_TASK_
Would you please set down the data again exactly as given, excluding the pictures?

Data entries
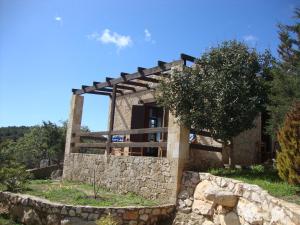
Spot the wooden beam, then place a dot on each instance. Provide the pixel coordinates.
(186, 57)
(202, 133)
(99, 93)
(161, 63)
(123, 75)
(141, 70)
(137, 84)
(146, 72)
(205, 148)
(126, 88)
(91, 145)
(124, 132)
(151, 144)
(110, 90)
(123, 144)
(108, 79)
(148, 100)
(148, 79)
(111, 117)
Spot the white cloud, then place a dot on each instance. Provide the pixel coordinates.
(148, 36)
(250, 38)
(108, 37)
(58, 18)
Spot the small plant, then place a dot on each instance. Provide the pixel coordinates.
(257, 169)
(288, 157)
(107, 220)
(14, 178)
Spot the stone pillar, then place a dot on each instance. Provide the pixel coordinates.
(177, 150)
(74, 124)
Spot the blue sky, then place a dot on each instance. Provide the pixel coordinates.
(49, 47)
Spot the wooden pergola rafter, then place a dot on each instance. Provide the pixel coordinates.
(130, 82)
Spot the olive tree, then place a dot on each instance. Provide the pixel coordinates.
(222, 93)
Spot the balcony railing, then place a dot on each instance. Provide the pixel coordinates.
(162, 143)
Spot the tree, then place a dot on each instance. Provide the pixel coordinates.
(41, 142)
(13, 175)
(288, 156)
(223, 93)
(286, 76)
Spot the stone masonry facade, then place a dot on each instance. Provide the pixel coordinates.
(36, 211)
(150, 177)
(212, 200)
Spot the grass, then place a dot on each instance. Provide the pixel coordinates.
(5, 220)
(266, 179)
(82, 194)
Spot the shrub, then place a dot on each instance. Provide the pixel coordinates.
(288, 157)
(107, 220)
(14, 177)
(257, 169)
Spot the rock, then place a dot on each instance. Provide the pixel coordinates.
(201, 188)
(76, 221)
(52, 219)
(131, 215)
(203, 207)
(226, 198)
(31, 218)
(230, 218)
(208, 222)
(56, 174)
(186, 210)
(251, 212)
(144, 217)
(188, 202)
(183, 194)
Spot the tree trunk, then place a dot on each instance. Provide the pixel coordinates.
(231, 161)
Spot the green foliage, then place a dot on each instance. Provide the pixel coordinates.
(12, 132)
(107, 220)
(257, 169)
(82, 194)
(286, 77)
(41, 142)
(13, 176)
(222, 93)
(6, 220)
(268, 180)
(288, 157)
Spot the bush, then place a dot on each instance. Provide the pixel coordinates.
(288, 157)
(107, 220)
(13, 177)
(258, 169)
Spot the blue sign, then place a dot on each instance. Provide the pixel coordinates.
(117, 138)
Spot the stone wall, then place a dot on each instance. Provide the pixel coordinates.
(124, 105)
(223, 201)
(150, 177)
(36, 211)
(246, 150)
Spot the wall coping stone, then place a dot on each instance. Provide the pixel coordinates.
(45, 208)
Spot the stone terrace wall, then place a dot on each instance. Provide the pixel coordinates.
(35, 211)
(226, 201)
(152, 178)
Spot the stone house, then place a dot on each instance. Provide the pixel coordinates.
(145, 150)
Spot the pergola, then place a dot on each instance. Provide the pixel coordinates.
(142, 80)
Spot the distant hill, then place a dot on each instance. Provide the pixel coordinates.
(13, 132)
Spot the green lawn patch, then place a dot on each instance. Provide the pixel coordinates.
(266, 179)
(5, 220)
(82, 194)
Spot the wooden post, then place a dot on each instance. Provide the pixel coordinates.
(111, 118)
(74, 124)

_RESULT OF THIS EXERCISE_
Spot the wooden beam, then place a dot on each instance. Provide the pixel coordinates.
(186, 57)
(202, 133)
(99, 93)
(161, 63)
(123, 75)
(141, 70)
(137, 84)
(146, 72)
(205, 148)
(126, 88)
(91, 145)
(124, 132)
(151, 144)
(110, 90)
(123, 144)
(108, 79)
(148, 100)
(148, 79)
(111, 117)
Spot the white cloud, then place a dot on each instance. Provide the pixel coordinates.
(148, 36)
(250, 38)
(108, 37)
(58, 18)
Spot the small plant, then place a dot on each instance. Provide the pixel coordinates.
(257, 169)
(288, 157)
(107, 220)
(14, 178)
Spot the stone pillar, then place a dot on each instance. Provide the pixel coordinates.
(177, 150)
(74, 124)
Spot the blue sky, then place a dot on each instance. Provide the pixel coordinates.
(49, 47)
Spot the wooden pergola rafter, then place a dot on each instance. Provide the pixel coordinates.
(130, 82)
Spot the olive tree, then place a dot on each instance. Provide the pixel coordinates.
(222, 93)
Spot the balcony railing, then place a dot on each instance. Provide the pixel coordinates.
(162, 143)
Spot the tree, then place a dot on each instance. Provide the pixel coordinates.
(41, 142)
(13, 175)
(288, 156)
(223, 93)
(286, 76)
Spot the stone masonry facade, then place a dot on each instance. Provide the pixel coordinates.
(36, 211)
(150, 177)
(212, 200)
Spot the grass, then place a dot on each instance. Provide the pixel coordinates.
(5, 220)
(266, 179)
(82, 194)
Spot the shrub, then place a dot on each instance. Provide the pixel coordinates.
(288, 157)
(107, 220)
(14, 177)
(257, 169)
Spot the rock, then place a dot on each instance. Provide the pixel coordinates.
(201, 188)
(76, 221)
(52, 219)
(131, 215)
(203, 207)
(226, 198)
(31, 218)
(230, 218)
(208, 222)
(56, 174)
(186, 210)
(251, 212)
(144, 217)
(188, 202)
(183, 194)
Spot the tree trunk, then place a dot on each instance. Provide the pixel coordinates.
(231, 161)
Spot the green foliage, then place a dot on each instance. Provide the pixel coordinates.
(12, 132)
(107, 220)
(257, 169)
(82, 194)
(286, 77)
(41, 142)
(13, 176)
(222, 93)
(6, 220)
(268, 180)
(288, 157)
Spot the bush, then place a dot on each instance. Provide the pixel coordinates.
(288, 157)
(107, 220)
(13, 177)
(258, 169)
Spot the blue sign, then place a dot on each instance. Provide the pixel coordinates.
(117, 138)
Spot the stone wall, then place a dot on each instance. Provide the pixel coordinates.
(124, 105)
(223, 201)
(150, 177)
(36, 211)
(246, 150)
Spot the wall coping stone, then place a dot on each instance. Provide the pixel coordinates.
(45, 208)
Spot the stone terrace wall, then place a dot on each instance. Provide the pixel coordinates.
(35, 211)
(226, 201)
(152, 178)
Spot the stone house, then place a dot on each instance. Provide the pixel coordinates.
(145, 150)
Spot the pergola, then place a dot on each instance. Provide the pixel coordinates.
(142, 80)
Spot the distant hill, then place a dot on each instance. Provide the pixel coordinates.
(13, 132)
Spot the green lawn patch, then place a dot on each instance. Provide the pixel coordinates.
(266, 179)
(5, 220)
(82, 194)
Spot the wooden post, then place a dot on each instance. Provide the pixel coordinates.
(111, 118)
(74, 124)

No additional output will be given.